EXTRACT:
Bitcoin mining can be quite intimidating at first. It does require a technical savvy, and a solid initial investment, but also provides an interesting ROI. However, mining bitcoin with a laptop is like mining sulfur with a fork, barefoot, while your facebook aunt that likes all your posts is asking you how to invest in bitcoin. First things first, let’s make sure we understand mining.
Simply put, Bitcoin mining is the process by which transactions are verified and added to the blockchain. It also encompasses the process of releasing a new bitcoin. Anyone with access to the internet and suitable hardware can participate in mining. Participants are asked to compile and verify transactions, and rewarded, as a mining incentive, through transaction fees and newly released bitcoins. Let’s quit the chit-chat, and get you up and running.

DATA RECORDS:
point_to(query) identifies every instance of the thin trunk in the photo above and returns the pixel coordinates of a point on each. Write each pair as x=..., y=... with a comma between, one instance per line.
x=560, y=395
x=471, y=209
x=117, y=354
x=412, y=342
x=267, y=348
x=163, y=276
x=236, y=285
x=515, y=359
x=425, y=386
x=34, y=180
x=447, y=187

ABOUT THIS EXERCISE: Can you continue the introduction to Bitcoin mining above, starting right after its final sentence?

RESULT OF THE EXERCISE:
1. Determine how to mine
Basically, you have 3 options to chose from: solo-mining, pool mining or cloud mining. The first two options are technically different in concept but similar in terms of needed hardware. Cloud mining, however, only requires miners to purchase mining contracts online, without having to buy hardware. Mining alone or in a pool lets you be in control of the rig and the software and stay on top of the operation. Cloud mining means a mitigated risk of hardware investment, and no electricity bill. If you chose the latter option, major service providers are Hashflare, Genesis, Minex, Minergate, Nicehash name a few. If you chose to solo or pool mining, let’s go to step 2.
2. Purchase your mining hardware
ASIC chips are regarded to be the best hardware on Bitcoin mining duties. It offers performance that registers up to 100x the power of the older systems like CPU, GPU, and FPGA. It’s interesting to select top-shelf quality equipment, to make up for the increasingly difficult blocks offered for miners. Depending on the allocated budget, Avalon and Antminer seem to lead the market, and offer several options (in terms of hash rate, and energy efficiency). It’s highly recommended to check whattomine.com, and get an idea of the ROI expected.
3. Get a Bitcoin wallet
Plenty of Bitcoin wallets, coming with distinct features, are available. I personally use an app based wallet, jaxx, to store most of my cryptocoins. It’s important to treat your hardly earned coins like you would treat your valuables. For a simple and easy to use bitcoin wallet, there’s the bitcoin.com proprietary wallet, that is widely used. More information in this guide as well.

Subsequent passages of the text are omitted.